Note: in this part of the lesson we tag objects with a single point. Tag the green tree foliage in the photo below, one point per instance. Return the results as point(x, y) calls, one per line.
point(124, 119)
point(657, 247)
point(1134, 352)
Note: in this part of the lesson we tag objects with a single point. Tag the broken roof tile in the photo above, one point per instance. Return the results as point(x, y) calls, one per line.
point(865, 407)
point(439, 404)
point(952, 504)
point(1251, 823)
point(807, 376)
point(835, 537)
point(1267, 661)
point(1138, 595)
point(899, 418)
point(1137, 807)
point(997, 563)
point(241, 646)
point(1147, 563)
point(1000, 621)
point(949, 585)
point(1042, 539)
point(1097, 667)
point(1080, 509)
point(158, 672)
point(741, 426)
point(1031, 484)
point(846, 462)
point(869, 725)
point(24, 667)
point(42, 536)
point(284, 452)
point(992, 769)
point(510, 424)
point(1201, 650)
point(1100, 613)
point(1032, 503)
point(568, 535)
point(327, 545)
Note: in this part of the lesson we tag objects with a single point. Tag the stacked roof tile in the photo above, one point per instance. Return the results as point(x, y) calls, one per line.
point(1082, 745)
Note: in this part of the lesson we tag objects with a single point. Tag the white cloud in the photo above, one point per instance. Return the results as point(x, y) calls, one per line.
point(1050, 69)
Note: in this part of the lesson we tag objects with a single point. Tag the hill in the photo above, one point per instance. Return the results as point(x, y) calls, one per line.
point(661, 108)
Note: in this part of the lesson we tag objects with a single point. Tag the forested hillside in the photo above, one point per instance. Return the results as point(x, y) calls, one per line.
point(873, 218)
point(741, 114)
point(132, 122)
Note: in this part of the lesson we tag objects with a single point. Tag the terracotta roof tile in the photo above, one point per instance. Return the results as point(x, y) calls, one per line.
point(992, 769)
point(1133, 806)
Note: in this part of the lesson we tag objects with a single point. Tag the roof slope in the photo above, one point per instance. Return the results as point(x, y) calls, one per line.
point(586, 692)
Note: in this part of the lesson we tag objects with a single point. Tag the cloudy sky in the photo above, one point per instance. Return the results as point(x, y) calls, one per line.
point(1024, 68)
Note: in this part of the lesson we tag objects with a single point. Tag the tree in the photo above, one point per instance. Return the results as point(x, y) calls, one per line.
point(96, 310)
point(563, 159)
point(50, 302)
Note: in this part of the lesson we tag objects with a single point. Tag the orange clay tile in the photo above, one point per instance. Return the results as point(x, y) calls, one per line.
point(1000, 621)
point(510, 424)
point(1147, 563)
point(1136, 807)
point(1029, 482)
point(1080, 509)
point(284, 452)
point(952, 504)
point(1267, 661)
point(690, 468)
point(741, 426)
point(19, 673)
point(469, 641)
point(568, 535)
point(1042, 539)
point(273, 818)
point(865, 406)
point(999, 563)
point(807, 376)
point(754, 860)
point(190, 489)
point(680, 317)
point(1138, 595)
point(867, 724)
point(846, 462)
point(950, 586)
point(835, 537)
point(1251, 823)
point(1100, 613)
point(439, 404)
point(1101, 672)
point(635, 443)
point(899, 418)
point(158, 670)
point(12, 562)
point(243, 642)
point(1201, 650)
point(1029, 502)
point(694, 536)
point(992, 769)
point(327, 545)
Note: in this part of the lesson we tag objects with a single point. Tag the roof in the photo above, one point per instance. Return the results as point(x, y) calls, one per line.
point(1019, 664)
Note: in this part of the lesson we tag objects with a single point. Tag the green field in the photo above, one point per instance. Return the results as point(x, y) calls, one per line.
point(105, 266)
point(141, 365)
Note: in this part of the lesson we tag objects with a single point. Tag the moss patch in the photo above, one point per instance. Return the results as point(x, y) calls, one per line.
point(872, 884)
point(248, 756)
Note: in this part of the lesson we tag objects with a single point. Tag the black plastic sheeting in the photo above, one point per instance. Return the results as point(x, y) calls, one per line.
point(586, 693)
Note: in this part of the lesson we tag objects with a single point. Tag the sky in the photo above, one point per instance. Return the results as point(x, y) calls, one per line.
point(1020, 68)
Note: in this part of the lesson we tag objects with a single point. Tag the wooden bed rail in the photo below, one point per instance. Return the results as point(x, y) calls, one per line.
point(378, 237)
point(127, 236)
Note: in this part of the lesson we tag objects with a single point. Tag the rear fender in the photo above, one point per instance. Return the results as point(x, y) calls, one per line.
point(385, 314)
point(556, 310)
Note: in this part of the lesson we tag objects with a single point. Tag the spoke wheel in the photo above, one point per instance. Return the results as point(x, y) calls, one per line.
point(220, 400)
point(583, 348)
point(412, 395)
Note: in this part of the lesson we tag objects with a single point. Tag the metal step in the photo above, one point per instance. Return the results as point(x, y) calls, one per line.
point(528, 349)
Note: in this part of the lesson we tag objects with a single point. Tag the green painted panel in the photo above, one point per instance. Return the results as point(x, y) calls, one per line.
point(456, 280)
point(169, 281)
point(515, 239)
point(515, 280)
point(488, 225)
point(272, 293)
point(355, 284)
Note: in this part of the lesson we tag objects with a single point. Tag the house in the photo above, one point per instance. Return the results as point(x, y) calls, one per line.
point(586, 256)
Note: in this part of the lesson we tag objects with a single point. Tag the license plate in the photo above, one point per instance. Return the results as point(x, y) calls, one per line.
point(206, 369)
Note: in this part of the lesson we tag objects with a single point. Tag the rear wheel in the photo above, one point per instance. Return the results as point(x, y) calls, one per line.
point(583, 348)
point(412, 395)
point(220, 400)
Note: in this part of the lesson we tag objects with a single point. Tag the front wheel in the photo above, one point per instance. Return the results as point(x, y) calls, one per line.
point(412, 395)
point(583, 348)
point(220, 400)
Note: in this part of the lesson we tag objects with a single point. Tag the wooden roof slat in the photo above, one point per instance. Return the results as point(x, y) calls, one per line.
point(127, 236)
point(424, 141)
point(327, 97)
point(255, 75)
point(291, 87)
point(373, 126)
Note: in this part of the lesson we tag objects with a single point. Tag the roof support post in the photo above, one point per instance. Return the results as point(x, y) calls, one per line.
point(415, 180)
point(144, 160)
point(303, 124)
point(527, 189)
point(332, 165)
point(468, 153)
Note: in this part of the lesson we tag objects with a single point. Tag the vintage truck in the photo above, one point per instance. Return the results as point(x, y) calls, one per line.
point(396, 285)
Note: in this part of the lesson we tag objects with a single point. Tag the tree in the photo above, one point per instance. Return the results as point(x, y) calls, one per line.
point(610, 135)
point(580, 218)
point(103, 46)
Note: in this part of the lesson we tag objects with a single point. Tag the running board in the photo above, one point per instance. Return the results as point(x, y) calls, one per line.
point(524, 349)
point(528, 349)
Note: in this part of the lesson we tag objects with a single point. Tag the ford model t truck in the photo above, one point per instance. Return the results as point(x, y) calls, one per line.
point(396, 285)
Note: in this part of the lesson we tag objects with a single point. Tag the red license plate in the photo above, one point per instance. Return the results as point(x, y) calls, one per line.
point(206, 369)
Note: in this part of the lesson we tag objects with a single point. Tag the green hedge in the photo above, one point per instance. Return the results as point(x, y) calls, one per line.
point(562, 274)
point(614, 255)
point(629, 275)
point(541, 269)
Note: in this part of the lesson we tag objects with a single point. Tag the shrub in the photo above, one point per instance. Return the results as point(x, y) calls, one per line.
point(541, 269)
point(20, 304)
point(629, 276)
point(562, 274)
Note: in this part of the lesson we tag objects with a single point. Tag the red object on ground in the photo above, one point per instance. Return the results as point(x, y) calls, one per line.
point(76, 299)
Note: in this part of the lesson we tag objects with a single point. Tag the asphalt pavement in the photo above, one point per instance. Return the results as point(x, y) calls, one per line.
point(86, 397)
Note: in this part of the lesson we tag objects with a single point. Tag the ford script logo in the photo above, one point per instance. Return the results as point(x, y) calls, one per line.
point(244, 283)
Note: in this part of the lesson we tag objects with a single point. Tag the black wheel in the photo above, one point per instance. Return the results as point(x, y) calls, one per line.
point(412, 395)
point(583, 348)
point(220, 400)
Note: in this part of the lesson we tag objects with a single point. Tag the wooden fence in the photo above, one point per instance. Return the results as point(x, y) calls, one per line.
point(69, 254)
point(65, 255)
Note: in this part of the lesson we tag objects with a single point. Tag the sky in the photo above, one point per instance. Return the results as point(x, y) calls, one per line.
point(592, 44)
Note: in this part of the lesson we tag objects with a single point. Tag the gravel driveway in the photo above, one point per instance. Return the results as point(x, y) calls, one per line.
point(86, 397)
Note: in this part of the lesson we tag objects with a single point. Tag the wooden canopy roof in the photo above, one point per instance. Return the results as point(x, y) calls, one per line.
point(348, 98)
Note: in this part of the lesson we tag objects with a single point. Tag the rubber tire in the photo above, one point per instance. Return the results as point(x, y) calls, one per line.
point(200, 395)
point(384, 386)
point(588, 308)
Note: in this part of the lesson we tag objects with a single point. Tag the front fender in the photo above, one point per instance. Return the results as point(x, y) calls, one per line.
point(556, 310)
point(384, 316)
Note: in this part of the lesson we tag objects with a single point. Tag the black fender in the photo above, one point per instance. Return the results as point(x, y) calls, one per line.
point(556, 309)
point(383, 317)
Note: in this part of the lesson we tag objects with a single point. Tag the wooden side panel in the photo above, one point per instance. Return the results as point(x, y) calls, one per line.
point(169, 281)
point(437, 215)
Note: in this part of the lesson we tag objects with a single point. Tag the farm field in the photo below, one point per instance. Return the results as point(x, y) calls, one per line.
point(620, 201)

══════════

### What needs to be done
Copy out the records from the line containing "the wooden canopy" through the end of the records, renaming "fender" to "mudguard" throughout and changing nothing else.

### The completed task
Note: in this part of the lesson we tag objects with a single point. Tag the wooden canopy roof in the photo above, one point per instance. Return the results as point(x, y) calls, one per line.
point(348, 98)
Note: in this part of the lesson we tag objects with a single point. Tag the rubber tire in the photo above, one point per instance. Return the results as point(x, y) calls, one per line.
point(200, 395)
point(384, 386)
point(588, 308)
Note: in this part of the lesson we tag objects with a single point. Tag the front mudguard in the photo above, one point per instance. Return the results as point(x, y) calls, one per line.
point(556, 310)
point(384, 316)
Note: in this part of the lesson we tag objects with a single point. Tag the black mudguard in the photo above, one point per instance. Return the results as point(x, y) calls, one per line.
point(556, 309)
point(383, 317)
Note: in this part of the lesson we tag objects with a single point. Tag the wooden side panel in the photo above, one point per instance. Return the results as point(x, y) calls, one per line.
point(169, 281)
point(437, 215)
Note: in this part of the lesson we tag objects with a single point. Tag the farm field in the photo below, one point per instance. Return the results as point(x, y) calls, one per line.
point(620, 201)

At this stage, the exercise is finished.